#### Trecho selecionado:
______________________________

Nas suas cartas, ele evidencia sua concepção ritualística do teatro: "O teatro é antes de tudo ritual e mágico, isto é, ligado a forças, baseado em uma religião, crenças efetivas, e cuja eficácia se traduz em gestos, está ligada diretamente aos ritos do teatro que são o próprio exercício e a expressão de uma necessidade mágica espiritual". Artaud vê como o sintoma de decadência do teatro moderno a sua falta de eficácia mágica real, que pode ser definida como a dissolução de uma poesia em seu estado puro. A intenção de Artaud, com esta crítica, era deixar evidente a necessidade de resgate de um estado de vida poética para o teatro. Mais uma vez, a tentativa de religar o teatro à vida orgânica, que, para ele, é uma metafísica, negando ao teatro moderno, um pretenso valor, que, na verdade, não passa de uma vida psicológica simples, que se traduz na seguinte afirmação dele, em uma de suas cartas: " Nós estamos, agora, no estádio da vida aplicada, onde tudo desapareceu, natureza, magia, imagens, forças."
Artaud queria criar um teatro da comunicação com o universal, que teria um sentido físico de atingir os nervos e a sensibilidade, como numa nova tragédia, mas agora sobre as vestes metafísicas do humor e da poesia, em seus significados essencialmente teatrais. Esta física primeira, é reflexo de uma importância dada por Artaud ao sentido primordial da cena no espetáculo teatral, e a sua consequente redução da função da palavra em seu teatro, traduzindo-se como uma nova expressão dentro do espaço cênico, onde a ação gestual ganha o valor das palavras. Tudo isso culmina, então, numa expressividade física, que se torna metafísica orgânica de poesia pura e humor transcendente, que será, a ideia alquímica de Artaud sobre o teatro, onde o espetáculo toma um aspecto de transmutação, tornando-se o teatro a realização de um sentido simbólico profundo, que é uma captura em estado de hieróglifos.

______________________________

Registros de dados:
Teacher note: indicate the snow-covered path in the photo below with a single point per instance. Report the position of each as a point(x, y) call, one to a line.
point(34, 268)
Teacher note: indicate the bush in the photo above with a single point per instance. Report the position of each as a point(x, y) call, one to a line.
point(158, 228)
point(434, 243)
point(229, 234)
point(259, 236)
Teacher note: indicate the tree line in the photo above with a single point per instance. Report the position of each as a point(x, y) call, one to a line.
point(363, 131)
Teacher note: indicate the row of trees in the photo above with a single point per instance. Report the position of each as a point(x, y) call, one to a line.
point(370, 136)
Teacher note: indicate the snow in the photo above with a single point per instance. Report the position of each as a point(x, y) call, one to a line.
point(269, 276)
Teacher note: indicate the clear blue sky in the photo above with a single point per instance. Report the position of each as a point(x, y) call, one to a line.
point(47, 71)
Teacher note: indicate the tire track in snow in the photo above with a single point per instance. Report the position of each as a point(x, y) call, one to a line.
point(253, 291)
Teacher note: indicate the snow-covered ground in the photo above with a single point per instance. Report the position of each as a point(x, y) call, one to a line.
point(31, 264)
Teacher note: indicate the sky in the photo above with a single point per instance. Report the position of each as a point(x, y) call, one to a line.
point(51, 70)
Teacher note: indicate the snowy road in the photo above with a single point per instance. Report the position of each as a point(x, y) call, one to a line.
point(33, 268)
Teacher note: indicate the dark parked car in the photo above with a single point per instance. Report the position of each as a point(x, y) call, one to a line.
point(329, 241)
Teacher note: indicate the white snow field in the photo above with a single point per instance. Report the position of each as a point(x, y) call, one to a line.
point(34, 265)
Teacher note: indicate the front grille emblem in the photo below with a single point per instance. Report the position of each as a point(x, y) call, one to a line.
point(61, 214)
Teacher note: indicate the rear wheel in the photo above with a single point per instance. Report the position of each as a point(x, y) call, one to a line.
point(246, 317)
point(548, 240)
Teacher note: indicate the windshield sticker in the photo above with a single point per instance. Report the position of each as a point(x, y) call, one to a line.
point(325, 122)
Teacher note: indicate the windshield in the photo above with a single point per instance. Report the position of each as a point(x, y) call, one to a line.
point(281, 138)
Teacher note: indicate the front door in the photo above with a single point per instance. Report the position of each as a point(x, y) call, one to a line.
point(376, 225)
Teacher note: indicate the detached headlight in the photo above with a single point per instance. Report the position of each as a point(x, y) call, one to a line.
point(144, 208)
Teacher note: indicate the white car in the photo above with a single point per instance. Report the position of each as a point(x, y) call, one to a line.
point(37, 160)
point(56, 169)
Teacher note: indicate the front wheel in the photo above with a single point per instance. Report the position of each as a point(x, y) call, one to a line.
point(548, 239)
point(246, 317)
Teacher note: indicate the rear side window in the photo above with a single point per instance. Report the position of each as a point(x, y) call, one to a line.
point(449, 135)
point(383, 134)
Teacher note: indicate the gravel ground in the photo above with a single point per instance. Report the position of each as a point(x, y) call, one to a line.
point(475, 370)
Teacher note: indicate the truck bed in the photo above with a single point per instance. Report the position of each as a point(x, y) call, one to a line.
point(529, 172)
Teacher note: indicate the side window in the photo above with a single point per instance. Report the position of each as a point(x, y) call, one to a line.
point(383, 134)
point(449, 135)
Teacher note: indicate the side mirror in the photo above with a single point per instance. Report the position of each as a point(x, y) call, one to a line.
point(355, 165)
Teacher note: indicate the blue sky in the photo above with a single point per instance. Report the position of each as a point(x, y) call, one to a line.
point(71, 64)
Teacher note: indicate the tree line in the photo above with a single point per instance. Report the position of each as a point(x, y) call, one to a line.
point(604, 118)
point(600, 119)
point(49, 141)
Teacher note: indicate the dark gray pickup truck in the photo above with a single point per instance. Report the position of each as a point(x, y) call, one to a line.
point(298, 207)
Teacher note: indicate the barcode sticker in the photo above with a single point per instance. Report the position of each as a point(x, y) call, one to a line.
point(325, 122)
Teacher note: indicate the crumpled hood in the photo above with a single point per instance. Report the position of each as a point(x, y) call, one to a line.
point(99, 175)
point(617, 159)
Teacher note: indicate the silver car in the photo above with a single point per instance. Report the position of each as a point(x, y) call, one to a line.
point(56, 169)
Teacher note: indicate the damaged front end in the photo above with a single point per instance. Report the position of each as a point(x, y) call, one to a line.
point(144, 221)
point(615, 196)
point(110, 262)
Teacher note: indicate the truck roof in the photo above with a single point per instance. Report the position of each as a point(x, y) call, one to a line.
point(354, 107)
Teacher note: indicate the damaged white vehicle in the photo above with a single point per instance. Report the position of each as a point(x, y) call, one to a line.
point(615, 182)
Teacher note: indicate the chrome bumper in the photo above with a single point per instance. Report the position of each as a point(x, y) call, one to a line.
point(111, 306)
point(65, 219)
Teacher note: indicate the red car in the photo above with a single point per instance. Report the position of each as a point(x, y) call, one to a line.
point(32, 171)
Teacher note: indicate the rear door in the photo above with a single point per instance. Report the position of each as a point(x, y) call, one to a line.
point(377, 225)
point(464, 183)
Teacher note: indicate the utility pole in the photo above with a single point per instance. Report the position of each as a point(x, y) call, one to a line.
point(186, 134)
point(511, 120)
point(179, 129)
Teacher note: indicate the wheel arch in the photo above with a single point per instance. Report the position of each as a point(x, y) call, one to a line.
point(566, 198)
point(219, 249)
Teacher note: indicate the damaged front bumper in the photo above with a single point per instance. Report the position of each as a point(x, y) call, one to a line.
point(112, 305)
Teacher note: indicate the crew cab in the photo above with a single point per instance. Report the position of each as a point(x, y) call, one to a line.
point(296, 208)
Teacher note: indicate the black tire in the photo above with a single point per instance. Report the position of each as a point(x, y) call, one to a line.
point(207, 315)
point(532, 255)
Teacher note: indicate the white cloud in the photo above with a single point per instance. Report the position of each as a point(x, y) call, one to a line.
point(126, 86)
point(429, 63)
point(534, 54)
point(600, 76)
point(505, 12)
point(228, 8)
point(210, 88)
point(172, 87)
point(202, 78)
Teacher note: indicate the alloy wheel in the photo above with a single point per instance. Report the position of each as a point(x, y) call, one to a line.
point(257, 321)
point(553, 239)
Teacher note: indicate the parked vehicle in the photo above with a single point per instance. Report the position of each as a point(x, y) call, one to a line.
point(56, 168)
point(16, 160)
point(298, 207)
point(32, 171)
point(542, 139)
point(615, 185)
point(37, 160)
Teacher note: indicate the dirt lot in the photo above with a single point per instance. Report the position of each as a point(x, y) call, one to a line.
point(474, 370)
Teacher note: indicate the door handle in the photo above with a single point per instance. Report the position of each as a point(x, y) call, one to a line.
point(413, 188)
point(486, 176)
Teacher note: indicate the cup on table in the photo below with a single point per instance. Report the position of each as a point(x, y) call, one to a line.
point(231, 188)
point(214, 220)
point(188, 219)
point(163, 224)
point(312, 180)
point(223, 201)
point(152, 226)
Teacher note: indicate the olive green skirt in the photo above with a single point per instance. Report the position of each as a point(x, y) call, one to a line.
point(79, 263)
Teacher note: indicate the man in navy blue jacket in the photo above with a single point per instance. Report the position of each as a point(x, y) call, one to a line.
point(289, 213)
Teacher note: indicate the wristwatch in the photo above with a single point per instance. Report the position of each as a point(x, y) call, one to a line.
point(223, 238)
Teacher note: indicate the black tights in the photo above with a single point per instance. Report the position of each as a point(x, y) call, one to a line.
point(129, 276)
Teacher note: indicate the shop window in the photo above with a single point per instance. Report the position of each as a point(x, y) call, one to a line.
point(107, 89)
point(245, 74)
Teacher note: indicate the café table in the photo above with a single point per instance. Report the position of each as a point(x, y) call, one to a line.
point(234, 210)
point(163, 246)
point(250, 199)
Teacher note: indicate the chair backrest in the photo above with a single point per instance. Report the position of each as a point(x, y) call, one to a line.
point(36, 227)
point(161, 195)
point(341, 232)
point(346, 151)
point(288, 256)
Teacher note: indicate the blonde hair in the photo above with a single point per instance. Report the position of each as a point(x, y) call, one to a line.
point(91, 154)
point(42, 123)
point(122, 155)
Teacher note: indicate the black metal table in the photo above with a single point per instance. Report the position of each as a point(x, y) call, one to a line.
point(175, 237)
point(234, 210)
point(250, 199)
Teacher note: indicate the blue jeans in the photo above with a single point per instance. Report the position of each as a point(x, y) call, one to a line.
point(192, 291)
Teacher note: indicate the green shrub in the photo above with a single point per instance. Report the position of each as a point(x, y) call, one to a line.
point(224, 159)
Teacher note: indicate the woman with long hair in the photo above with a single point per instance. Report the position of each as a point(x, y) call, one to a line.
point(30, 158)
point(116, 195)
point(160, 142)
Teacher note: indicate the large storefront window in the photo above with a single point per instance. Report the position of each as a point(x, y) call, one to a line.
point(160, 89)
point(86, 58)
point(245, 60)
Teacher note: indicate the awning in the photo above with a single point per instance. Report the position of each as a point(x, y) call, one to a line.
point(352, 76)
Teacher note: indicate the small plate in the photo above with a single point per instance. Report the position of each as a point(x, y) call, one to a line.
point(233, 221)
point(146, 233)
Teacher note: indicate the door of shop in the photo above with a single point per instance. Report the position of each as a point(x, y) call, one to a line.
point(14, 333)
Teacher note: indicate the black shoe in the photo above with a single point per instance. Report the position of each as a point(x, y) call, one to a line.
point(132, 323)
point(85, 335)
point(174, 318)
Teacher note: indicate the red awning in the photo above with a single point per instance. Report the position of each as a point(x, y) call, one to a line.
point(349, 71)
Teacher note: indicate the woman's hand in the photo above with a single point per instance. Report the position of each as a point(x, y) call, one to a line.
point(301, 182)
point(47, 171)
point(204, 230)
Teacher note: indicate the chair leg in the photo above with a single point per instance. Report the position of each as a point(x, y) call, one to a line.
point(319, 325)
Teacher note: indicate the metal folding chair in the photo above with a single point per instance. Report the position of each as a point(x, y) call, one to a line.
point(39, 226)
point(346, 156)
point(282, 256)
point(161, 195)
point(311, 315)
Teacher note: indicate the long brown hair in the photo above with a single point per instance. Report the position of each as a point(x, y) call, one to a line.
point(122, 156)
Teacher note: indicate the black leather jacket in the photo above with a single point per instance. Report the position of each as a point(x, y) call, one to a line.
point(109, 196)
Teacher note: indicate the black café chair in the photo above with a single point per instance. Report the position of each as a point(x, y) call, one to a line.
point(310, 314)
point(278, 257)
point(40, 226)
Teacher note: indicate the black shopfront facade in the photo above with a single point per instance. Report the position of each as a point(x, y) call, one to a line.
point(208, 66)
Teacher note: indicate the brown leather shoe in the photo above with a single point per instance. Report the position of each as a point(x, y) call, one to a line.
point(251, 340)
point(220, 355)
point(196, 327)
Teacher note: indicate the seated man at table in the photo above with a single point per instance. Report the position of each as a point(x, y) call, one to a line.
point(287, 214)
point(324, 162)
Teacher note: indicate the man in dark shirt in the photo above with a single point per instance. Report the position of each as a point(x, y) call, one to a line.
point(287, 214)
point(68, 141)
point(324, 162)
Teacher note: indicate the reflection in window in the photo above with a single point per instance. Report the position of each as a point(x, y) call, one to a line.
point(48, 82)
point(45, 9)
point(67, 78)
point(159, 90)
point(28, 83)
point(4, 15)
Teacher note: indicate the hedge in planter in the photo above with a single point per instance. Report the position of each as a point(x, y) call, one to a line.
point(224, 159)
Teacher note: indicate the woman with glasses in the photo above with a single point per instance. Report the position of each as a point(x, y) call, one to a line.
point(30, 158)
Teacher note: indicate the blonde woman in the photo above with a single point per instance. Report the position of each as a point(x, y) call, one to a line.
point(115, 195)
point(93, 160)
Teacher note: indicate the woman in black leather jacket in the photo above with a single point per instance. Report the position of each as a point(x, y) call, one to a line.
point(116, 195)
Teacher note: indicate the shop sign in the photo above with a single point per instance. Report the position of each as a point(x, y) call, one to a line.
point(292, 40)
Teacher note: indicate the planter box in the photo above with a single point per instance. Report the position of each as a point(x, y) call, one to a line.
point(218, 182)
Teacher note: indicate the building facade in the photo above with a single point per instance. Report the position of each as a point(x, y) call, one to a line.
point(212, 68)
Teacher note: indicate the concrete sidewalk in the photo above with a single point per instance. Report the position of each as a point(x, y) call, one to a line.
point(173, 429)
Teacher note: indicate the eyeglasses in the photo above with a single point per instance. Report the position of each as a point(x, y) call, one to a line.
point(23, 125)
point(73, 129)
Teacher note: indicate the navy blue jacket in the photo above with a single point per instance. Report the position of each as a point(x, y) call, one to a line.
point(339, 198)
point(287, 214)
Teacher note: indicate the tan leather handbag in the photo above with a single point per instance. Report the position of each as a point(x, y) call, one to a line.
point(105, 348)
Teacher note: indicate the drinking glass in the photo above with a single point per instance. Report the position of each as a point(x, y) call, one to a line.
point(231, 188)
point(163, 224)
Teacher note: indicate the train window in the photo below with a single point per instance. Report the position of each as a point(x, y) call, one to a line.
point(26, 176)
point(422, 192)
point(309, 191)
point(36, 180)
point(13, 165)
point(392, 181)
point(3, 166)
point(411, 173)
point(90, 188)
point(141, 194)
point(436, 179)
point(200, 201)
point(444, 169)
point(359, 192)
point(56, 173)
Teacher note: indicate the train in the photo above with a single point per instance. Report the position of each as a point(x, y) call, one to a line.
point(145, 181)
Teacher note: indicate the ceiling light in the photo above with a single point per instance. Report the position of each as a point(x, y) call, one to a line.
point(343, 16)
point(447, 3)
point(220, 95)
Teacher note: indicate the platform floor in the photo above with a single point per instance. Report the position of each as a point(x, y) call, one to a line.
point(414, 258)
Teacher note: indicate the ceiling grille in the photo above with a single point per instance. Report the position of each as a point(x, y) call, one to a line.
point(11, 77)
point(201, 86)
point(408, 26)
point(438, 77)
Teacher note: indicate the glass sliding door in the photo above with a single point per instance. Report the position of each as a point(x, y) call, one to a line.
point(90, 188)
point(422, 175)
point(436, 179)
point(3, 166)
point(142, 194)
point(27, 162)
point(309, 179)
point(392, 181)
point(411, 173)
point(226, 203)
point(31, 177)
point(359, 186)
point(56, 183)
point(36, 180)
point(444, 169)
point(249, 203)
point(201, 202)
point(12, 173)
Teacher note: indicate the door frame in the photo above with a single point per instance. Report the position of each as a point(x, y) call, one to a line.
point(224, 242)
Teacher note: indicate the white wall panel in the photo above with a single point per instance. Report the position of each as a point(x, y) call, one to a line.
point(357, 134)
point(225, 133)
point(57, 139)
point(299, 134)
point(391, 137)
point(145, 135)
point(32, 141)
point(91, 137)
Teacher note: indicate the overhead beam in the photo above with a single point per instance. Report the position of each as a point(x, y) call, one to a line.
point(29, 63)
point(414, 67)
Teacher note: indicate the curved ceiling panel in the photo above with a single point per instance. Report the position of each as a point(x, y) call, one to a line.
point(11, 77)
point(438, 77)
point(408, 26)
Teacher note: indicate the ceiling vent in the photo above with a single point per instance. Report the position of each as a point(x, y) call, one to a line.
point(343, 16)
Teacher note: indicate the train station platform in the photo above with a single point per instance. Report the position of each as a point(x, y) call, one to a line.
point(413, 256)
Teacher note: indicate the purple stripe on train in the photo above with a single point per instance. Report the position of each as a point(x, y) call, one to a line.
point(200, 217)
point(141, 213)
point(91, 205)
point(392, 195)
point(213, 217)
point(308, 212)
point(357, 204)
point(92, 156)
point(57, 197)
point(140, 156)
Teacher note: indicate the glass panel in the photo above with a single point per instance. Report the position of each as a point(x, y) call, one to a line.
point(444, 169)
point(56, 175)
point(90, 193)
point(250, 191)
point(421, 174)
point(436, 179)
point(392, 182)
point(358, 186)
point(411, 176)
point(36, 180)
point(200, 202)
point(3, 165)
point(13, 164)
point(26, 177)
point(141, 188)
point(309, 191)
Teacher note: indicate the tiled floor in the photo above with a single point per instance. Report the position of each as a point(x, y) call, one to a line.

______________________________

#### Tarefas do exercício:
a. Devolva, do texto sobre o teatro de Artaud, a parte que vai de "Artaud queria criar" até "estado de hieróglifos.", inclusive.
b. Segundo o texto sobre o teatro de Artaud, o que ele aponta como sintoma de decadência do teatro moderno?
c. Dê continuidade ao texto sobre o teatro de Artaud a partir da última frase apresentada.

#### Respostas das tarefas:
a.
Artaud queria criar um teatro da comunicação com o universal, que teria um sentido físico de atingir os nervos e a sensibilidade, como numa nova tragédia, mas agora sobre as vestes metafísicas do humor e da poesia, em seus significados essencialmente teatrais. Esta física primeira, é reflexo de uma importância dada por Artaud ao sentido primordial da cena no espetáculo teatral, e a sua consequente redução da função da palavra em seu teatro, traduzindo-se como uma nova expressão dentro do espaço cênico, onde a ação gestual ganha o valor das palavras. Tudo isso culmina, então, numa expressividade física, que se torna metafísica orgânica de poesia pura e humor transcendente, que será, a ideia alquímica de Artaud sobre o teatro, onde o espetáculo toma um aspecto de transmutação, tornando-se o teatro a realização de um sentido simbólico profundo, que é uma captura em estado de hieróglifos.

b. A falta de eficácia mágica real do teatro moderno.

c.
Na sua relação com os atores, por sua vez, Artaud assumia uma característica centralizadora, pois via o trabalho do ator em função da encenação e não como expressão da personalidade do mesmo. Artaud, portanto, condenava o tipo de ator que tentasse se impor no ritmo da peça, pois, para ele: "A própria orientação dos nossos espetáculos exige atores fortes, que serão escolhidos não em função de seu talento, mas em função de uma espécie de sinceridade vital, mais forte do que suas convicções."
Enfim, o sentido dado por Artaud, para definir o seu Teatro da Crueldade, era um sentido cósmico, sem o qual não haveria vida, nem realidade. A crueldade poderia ser traduzida como um turbilhão de vida, núcleo de criação, é o teatro no sentido de criação contínua. Artaud chega a realizar algumas peças por sua vida, como dito acima. Mas, a partir de 1937, passa a ser internado em vários manicômios franceses, sendo que, depois de 6 anos passando por tratamentos duvidosos, é transferido para o hospital psiquiátrico de Rodez, onde permanece 3 anos, escrevendo cartas para não perder a lucidez, mas, neste mesmo lugar, recebe eletrochoques que lhe prejudicam a memória e o corpo.
Gustavo Bastos, filósofo e escritor.